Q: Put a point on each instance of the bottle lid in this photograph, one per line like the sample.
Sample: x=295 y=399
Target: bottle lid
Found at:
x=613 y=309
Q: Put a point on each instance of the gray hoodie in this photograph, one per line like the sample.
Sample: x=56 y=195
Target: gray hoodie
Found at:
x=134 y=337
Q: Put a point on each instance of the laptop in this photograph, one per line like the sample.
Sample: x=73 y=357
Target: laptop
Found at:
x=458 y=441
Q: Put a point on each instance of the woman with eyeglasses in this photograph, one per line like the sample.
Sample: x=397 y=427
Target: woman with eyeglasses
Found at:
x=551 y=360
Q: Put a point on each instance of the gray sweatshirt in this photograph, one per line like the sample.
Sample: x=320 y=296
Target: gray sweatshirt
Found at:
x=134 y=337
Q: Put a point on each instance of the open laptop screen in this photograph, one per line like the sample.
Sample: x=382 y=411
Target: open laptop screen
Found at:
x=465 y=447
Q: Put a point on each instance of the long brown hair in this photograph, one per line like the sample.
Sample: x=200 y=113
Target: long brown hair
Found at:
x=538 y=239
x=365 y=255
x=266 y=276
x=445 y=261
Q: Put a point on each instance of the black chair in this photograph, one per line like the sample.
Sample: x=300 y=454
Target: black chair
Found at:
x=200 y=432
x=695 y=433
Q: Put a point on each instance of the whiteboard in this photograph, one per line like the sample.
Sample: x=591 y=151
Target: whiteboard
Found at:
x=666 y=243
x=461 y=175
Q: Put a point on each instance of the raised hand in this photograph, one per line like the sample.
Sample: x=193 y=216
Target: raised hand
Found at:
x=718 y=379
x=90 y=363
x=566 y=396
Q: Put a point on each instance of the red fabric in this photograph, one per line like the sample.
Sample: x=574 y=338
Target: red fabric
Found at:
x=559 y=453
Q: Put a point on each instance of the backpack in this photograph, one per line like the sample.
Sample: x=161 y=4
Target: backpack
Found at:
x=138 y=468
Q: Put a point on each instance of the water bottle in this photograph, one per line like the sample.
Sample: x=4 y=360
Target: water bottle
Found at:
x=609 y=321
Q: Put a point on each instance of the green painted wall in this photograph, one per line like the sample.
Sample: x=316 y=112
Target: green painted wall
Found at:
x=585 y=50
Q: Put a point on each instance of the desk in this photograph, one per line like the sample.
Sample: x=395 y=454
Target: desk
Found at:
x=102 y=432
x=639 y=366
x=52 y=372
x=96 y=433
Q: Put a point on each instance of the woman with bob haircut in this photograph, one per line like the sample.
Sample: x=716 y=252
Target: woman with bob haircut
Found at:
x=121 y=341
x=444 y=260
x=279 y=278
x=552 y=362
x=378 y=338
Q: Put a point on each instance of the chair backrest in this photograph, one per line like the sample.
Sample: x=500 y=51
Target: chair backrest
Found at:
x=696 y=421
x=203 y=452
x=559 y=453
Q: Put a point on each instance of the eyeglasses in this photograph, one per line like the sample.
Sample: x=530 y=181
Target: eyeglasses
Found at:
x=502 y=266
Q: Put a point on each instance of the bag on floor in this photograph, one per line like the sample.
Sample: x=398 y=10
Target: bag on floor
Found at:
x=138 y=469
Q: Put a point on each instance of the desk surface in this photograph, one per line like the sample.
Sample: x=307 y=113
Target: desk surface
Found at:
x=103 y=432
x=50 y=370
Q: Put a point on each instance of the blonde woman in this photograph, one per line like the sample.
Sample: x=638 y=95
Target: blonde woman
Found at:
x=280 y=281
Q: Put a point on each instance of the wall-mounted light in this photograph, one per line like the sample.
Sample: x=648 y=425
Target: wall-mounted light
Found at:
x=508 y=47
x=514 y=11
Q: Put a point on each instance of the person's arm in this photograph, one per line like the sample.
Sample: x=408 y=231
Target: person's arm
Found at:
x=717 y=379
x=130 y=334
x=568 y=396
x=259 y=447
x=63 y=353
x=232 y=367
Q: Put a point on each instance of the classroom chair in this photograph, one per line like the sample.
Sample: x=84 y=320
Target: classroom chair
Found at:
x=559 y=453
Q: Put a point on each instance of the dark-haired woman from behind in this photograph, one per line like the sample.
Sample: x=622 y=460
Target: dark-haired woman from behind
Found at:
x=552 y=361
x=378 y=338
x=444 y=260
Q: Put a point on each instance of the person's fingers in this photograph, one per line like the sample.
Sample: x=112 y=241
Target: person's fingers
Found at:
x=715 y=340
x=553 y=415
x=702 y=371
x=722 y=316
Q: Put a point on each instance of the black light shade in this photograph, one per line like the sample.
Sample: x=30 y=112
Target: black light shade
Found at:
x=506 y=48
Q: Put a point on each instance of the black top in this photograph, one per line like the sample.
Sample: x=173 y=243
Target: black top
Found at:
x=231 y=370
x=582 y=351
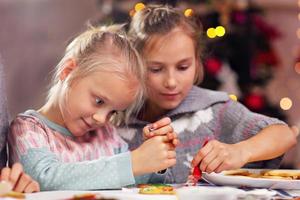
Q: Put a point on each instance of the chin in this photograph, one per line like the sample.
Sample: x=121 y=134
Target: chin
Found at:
x=170 y=106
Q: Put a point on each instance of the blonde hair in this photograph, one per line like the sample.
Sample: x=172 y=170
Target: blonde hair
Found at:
x=104 y=48
x=156 y=20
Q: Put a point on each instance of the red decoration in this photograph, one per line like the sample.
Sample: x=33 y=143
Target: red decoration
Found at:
x=255 y=102
x=213 y=66
x=267 y=57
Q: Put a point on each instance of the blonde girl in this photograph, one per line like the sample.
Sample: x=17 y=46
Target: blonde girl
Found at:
x=169 y=43
x=69 y=144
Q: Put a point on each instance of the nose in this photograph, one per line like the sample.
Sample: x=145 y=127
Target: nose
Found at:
x=100 y=118
x=170 y=81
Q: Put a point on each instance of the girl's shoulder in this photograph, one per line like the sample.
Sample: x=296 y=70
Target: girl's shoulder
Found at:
x=26 y=121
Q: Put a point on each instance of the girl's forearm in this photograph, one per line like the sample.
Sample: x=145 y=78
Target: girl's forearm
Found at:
x=269 y=143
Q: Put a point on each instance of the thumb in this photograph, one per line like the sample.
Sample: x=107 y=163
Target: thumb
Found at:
x=295 y=130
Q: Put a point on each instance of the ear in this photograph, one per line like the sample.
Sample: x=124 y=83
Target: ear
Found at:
x=68 y=67
x=198 y=72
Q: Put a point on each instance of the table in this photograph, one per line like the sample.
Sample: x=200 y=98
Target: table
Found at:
x=214 y=192
x=118 y=194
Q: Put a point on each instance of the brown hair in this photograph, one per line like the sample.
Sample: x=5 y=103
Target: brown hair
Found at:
x=103 y=48
x=156 y=20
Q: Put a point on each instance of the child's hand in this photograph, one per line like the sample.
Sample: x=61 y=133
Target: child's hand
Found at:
x=216 y=157
x=153 y=155
x=161 y=127
x=20 y=181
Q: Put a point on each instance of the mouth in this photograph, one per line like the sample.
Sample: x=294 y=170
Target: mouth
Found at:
x=87 y=124
x=170 y=94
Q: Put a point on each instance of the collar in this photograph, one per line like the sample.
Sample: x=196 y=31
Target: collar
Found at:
x=197 y=99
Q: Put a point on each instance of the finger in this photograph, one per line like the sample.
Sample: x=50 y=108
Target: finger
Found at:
x=201 y=154
x=146 y=132
x=22 y=183
x=176 y=142
x=221 y=167
x=170 y=147
x=170 y=162
x=5 y=174
x=165 y=130
x=295 y=130
x=171 y=135
x=206 y=161
x=33 y=186
x=213 y=165
x=16 y=172
x=171 y=154
x=161 y=123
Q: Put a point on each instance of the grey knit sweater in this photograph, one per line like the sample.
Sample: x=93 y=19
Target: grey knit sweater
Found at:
x=3 y=119
x=204 y=113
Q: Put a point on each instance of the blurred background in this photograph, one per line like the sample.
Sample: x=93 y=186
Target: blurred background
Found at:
x=253 y=49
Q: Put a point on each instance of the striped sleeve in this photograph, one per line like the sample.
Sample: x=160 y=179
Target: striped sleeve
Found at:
x=29 y=145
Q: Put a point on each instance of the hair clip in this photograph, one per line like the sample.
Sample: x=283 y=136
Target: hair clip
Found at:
x=188 y=12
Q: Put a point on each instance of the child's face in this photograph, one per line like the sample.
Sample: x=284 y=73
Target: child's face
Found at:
x=171 y=68
x=93 y=99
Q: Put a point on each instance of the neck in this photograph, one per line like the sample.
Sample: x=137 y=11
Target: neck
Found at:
x=152 y=112
x=52 y=112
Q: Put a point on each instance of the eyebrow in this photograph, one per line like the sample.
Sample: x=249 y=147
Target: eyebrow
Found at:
x=180 y=61
x=96 y=94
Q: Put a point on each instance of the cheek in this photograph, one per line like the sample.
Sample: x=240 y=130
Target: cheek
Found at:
x=153 y=82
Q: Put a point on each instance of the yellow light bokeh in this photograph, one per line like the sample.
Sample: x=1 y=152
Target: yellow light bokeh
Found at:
x=211 y=33
x=298 y=33
x=297 y=67
x=132 y=12
x=220 y=31
x=233 y=97
x=139 y=6
x=188 y=12
x=286 y=103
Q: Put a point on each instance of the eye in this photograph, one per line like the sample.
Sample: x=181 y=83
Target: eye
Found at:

------------------------------------------------------------------------

:: WORK REQUEST ::
Each line in the entries above, starting at the line with "Q: Put a point on each instance of the girl's forearm" and ending at the line with "Q: Put a point on each instance of the thumb", is to be printed exactly, and only those lines.

:: ANSWER FOR THIS EXERCISE ::
Q: Put a point on each instance of the girl's forearm in this photograph, one per line like the sample.
Sample: x=145 y=78
Target: girl's forearm
Found at:
x=269 y=143
Q: Put a point on each instance of the thumb in this photograph, one per line like the sample.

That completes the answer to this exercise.